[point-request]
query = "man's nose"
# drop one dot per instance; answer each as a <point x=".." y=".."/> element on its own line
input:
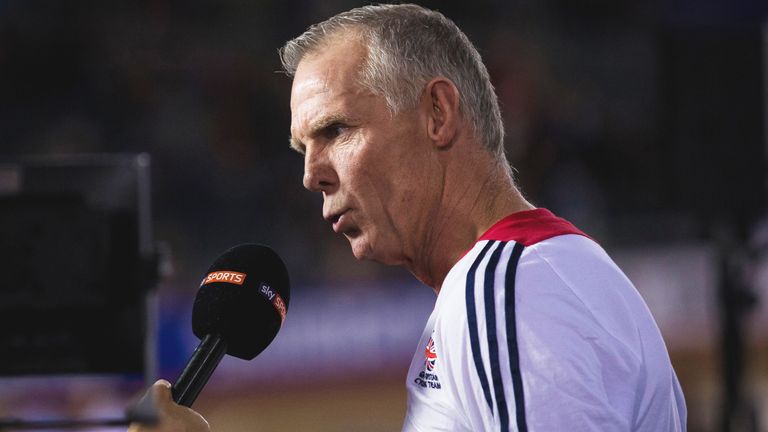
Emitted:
<point x="319" y="175"/>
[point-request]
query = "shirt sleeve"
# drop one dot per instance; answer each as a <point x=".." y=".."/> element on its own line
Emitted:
<point x="524" y="353"/>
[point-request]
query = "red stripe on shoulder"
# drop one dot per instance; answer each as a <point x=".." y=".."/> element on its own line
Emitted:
<point x="530" y="227"/>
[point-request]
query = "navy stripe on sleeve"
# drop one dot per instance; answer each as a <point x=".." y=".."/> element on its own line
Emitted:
<point x="472" y="323"/>
<point x="493" y="344"/>
<point x="514" y="358"/>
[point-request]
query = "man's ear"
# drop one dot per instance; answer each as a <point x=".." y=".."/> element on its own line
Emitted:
<point x="443" y="117"/>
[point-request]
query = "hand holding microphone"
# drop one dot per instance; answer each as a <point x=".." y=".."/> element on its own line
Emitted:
<point x="238" y="310"/>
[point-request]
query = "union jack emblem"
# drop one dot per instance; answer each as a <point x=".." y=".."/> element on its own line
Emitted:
<point x="430" y="355"/>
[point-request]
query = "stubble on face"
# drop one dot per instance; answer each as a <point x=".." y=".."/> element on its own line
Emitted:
<point x="368" y="163"/>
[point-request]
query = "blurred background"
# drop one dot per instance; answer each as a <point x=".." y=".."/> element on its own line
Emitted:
<point x="643" y="122"/>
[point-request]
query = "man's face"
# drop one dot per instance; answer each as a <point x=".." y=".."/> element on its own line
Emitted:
<point x="371" y="167"/>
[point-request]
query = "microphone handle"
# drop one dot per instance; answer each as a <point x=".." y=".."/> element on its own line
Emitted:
<point x="204" y="360"/>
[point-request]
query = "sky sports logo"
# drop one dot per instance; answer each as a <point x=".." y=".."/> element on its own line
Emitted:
<point x="236" y="278"/>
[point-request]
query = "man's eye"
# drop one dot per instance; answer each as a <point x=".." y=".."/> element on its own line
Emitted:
<point x="335" y="130"/>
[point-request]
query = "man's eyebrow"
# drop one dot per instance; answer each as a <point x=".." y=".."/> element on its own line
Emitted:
<point x="317" y="126"/>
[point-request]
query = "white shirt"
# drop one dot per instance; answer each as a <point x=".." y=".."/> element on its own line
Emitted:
<point x="536" y="329"/>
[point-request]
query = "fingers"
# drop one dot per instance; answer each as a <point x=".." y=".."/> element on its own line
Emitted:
<point x="173" y="417"/>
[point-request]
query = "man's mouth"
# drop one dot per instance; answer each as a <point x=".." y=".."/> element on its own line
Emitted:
<point x="337" y="220"/>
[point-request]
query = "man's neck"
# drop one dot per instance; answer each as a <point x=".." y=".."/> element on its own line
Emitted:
<point x="468" y="209"/>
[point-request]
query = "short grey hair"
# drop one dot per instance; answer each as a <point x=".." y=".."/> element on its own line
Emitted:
<point x="409" y="45"/>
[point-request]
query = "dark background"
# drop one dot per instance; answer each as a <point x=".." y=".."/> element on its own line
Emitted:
<point x="643" y="122"/>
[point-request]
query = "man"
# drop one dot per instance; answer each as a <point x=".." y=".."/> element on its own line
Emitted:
<point x="534" y="327"/>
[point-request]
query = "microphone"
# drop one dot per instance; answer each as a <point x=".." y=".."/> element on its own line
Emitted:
<point x="238" y="311"/>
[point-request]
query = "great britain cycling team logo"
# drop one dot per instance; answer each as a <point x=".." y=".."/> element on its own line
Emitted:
<point x="428" y="378"/>
<point x="430" y="355"/>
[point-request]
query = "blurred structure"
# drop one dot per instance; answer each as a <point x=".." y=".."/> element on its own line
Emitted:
<point x="644" y="123"/>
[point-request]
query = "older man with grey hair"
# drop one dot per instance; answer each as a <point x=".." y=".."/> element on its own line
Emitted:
<point x="534" y="327"/>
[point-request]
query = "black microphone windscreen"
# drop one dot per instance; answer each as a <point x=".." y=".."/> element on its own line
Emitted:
<point x="243" y="298"/>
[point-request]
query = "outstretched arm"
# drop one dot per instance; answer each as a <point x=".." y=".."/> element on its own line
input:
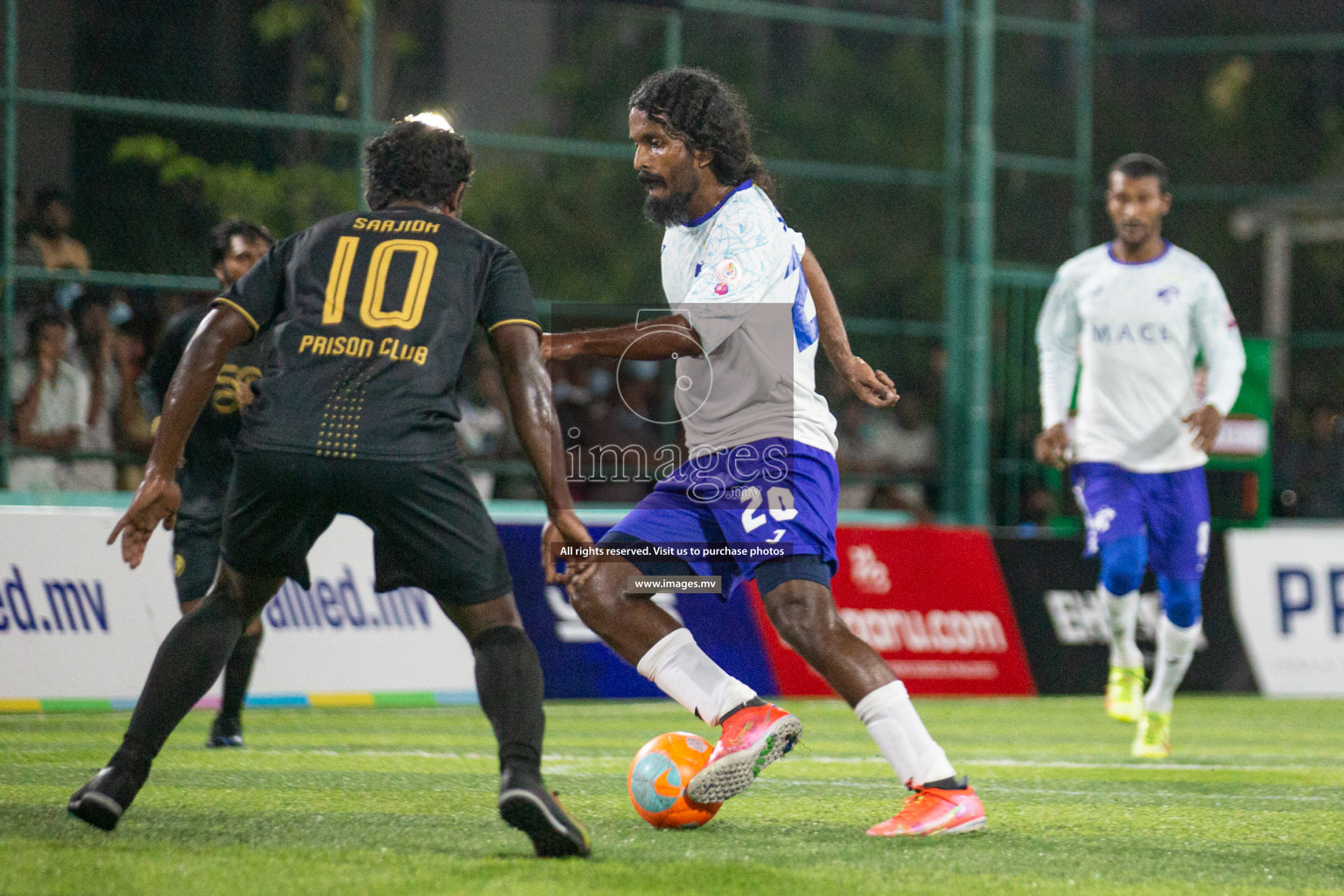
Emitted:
<point x="158" y="497"/>
<point x="528" y="391"/>
<point x="874" y="387"/>
<point x="652" y="340"/>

Challenge: Your copy should match the records word for word, with the pictures removed.

Solved problem:
[point-request]
query = "man's nose"
# drop one dot per instance; answer each as a <point x=".." y=".."/> element on its own line
input:
Emitted:
<point x="319" y="175"/>
[point-request]
query = "shirt sleeve"
# drop one dot per instance; answer each as a <point x=".." y=".."/> element on its own line
Emitted:
<point x="524" y="353"/>
[point-request]
query = "red stripe on shoulder"
# drop one dot per instance; answer each as a <point x=".." y=".."/> element on its own line
Emitted:
<point x="530" y="227"/>
[point-request]
query = "navy stripe on sleeve"
# drop one dot per instance; answer each as a <point x=".." y=".."/> element on its own line
Emitted:
<point x="472" y="323"/>
<point x="493" y="344"/>
<point x="514" y="358"/>
[point-request]
query = "man's ear"
# drop one dot per instance; answer each as a <point x=".." y=".."/> element on its own line
Emitted:
<point x="443" y="117"/>
[point-request]
query = "hand holding microphone"
# drop one dot per instance; answer each as a <point x=".." y=".."/> element on its own line
Emitted:
<point x="238" y="310"/>
[point-request]
query = "union jack emblem"
# drop one dot per instance; answer each as a <point x=".." y=".."/> element on its own line
Emitted:
<point x="430" y="355"/>
[point-request]
query = "stubble on face"
# drop one dot per instance; answer each as a <point x=".." y=".."/> element on its own line
Emitted:
<point x="368" y="163"/>
[point-request]
query = "blurred background"
# drop one dot per instance; answer each as a <point x=".." y=".."/> element on its own line
Emitted:
<point x="643" y="122"/>
[point-request]
query = "man's face"
# drop one dot per instance; answer each as a <point x=".." y=".."/> element on its own line
Emitted:
<point x="371" y="167"/>
[point-request]
query = "microphone handle"
# drop one dot per instance; answer each as a <point x=".." y=".."/> element on its own line
Emitted:
<point x="204" y="360"/>
[point-request]
query = "sky sports logo"
# drop one dot per instance; answer each as a <point x=".." y=".."/> element on its own line
Emitted:
<point x="236" y="278"/>
[point-request]
query = "man's eye"
# drop one dot per instance; answer each as a <point x=".." y=".."/> element on its own line
Emitted:
<point x="335" y="130"/>
[point-request]
query = "man's eyebrow"
# drop one dot per instance; answer each as a <point x=".." y=".."/> element on its own line
Emitted:
<point x="317" y="126"/>
[point-request]
query = "white shirt"
# drop one dot per instance; answer each as a <point x=".." y=".."/> element on its own line
Emitted:
<point x="536" y="329"/>
[point-request]
query = "fingers"
# drop one dot per instance; answer each as a <point x=".." y=".."/> element on its own line
Emitted:
<point x="173" y="417"/>
[point-request]
query = "man's mouth"
# drop one dot per instance; answer each as a <point x=".." y=".."/> element on its own line
Emitted:
<point x="337" y="220"/>
[point-request]
query = "man's neck"
# drop one dot per instance; answer each as a <point x=".." y=".."/> element on its own line
Emitted:
<point x="468" y="209"/>
[point-request]
query = "short grey hair"
# drop one dot per instance; answer each as a <point x=".." y=".."/> element on its own line
Emitted:
<point x="409" y="45"/>
[point-request]
query = "dark background"
# drop one dot per instance; answer each as a <point x=".." y=".."/> element on its own line
Emitted:
<point x="643" y="122"/>
[point-request]
query = "man"
# drop one dot per instance; answer each as a <point x=".." y=".."/> element on its own line
Emitted:
<point x="534" y="327"/>
[point-request]
query = "microphone"
# drop one dot per instance; answer each as a <point x=".." y=".."/> element on its own line
Emitted:
<point x="238" y="311"/>
[point-request]
query = "great britain cycling team logo"
# drop one dot per instance; answer each as a <point x=".." y=".."/> element on its own line
Emitted:
<point x="428" y="378"/>
<point x="430" y="355"/>
[point-request]
query = "blurred structure"
# drop one dot per instance; answer each as a <point x=".." y=".."/> element on its own line
Emitted:
<point x="644" y="123"/>
[point-request]
query = "older man with grey hair"
# drop one dot per instance; answer each as a <point x=".." y=".."/> element on its own line
Emitted:
<point x="534" y="327"/>
[point-request]
query = "black microphone windscreen"
# drop one dot per instance; answer each as a <point x=".." y=".."/> element on its own line
Emitted:
<point x="243" y="298"/>
[point-request]
query = "outstretched arm"
# drop one dot per instance; answer each as a <point x=".." y=".."/> element on its own line
input:
Emitted:
<point x="158" y="497"/>
<point x="528" y="391"/>
<point x="874" y="387"/>
<point x="652" y="340"/>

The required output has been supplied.